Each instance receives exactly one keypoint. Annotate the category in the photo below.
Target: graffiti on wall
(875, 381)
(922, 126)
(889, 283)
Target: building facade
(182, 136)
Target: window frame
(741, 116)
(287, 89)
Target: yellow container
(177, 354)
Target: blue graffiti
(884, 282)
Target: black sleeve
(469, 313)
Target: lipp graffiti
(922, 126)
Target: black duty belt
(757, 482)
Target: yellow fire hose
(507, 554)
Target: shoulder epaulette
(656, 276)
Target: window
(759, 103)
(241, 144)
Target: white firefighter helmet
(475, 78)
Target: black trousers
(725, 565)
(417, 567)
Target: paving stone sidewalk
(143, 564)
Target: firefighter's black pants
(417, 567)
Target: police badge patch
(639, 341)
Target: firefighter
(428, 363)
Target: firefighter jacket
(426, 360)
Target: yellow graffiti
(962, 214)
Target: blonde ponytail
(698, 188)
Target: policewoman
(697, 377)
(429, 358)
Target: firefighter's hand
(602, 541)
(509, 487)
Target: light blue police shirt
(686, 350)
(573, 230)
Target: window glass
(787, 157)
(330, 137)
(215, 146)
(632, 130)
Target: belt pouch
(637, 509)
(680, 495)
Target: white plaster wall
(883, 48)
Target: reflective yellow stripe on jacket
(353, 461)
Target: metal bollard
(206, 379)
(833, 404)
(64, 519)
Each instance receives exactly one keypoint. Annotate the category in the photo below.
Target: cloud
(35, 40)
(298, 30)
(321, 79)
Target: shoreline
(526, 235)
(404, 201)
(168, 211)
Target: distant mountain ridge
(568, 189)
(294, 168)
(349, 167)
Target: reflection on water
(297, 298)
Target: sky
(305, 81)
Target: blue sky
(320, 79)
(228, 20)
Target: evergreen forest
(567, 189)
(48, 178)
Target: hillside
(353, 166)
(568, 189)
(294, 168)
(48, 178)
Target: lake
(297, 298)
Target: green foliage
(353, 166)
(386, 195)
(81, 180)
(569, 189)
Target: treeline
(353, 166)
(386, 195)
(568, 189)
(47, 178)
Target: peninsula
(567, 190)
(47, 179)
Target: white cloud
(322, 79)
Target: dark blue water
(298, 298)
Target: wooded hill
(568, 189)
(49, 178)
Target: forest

◆ STATED EXERCISE
Output the line holding "Target: building facade", then every later line through the end of the records above, exactly as given and nothing else.

◆ EXPECTED ANSWER
Target: building facade
(182, 136)
Target: window frame
(741, 116)
(287, 89)
Target: yellow container
(177, 354)
Target: blue graffiti
(884, 282)
Target: black sleeve
(469, 313)
Target: lipp graffiti
(922, 126)
Target: black duty belt
(757, 482)
Target: yellow fire hose
(507, 554)
Target: shoulder epaulette
(656, 276)
Target: window
(759, 103)
(241, 144)
Target: white firefighter helmet
(475, 78)
Target: black trousers
(725, 565)
(417, 567)
Target: paving stone sidewalk
(143, 564)
Target: firefighter's black pants
(417, 567)
Target: police badge patch
(639, 341)
Target: firefighter
(428, 363)
Target: firefighter jacket
(426, 360)
Target: yellow graffiti
(962, 214)
Target: blonde ponytail
(698, 188)
Target: policewoman
(697, 377)
(429, 358)
Target: firefighter's hand
(602, 541)
(509, 487)
Target: light blue police shirt
(686, 350)
(573, 230)
Target: window glass
(787, 157)
(330, 137)
(215, 146)
(632, 130)
Target: belt pouch
(637, 509)
(680, 495)
Target: white plaster wall
(883, 48)
Target: reflective yellow stripe on jacket
(353, 461)
Target: metal bollard
(206, 379)
(833, 404)
(64, 519)
Each instance receives exactly one keypoint. Annotate the category in the photo below.
Target: cloud
(35, 40)
(298, 30)
(321, 79)
Target: shoreline
(526, 235)
(404, 201)
(168, 211)
Target: distant mountain ridge
(568, 189)
(294, 168)
(349, 167)
Target: reflection on water
(297, 298)
Target: sky
(305, 81)
Target: blue sky
(320, 79)
(228, 20)
Target: evergreen forest
(567, 189)
(48, 178)
Target: hillside
(353, 166)
(568, 189)
(294, 168)
(48, 178)
Target: lake
(297, 298)
Target: green foliage
(353, 166)
(386, 195)
(81, 180)
(569, 189)
Target: treeline
(353, 166)
(386, 195)
(568, 189)
(47, 178)
Target: peninsula
(567, 190)
(47, 179)
Target: white cloud
(322, 79)
Target: dark blue water
(298, 298)
Target: wooded hill
(568, 189)
(49, 178)
Target: forest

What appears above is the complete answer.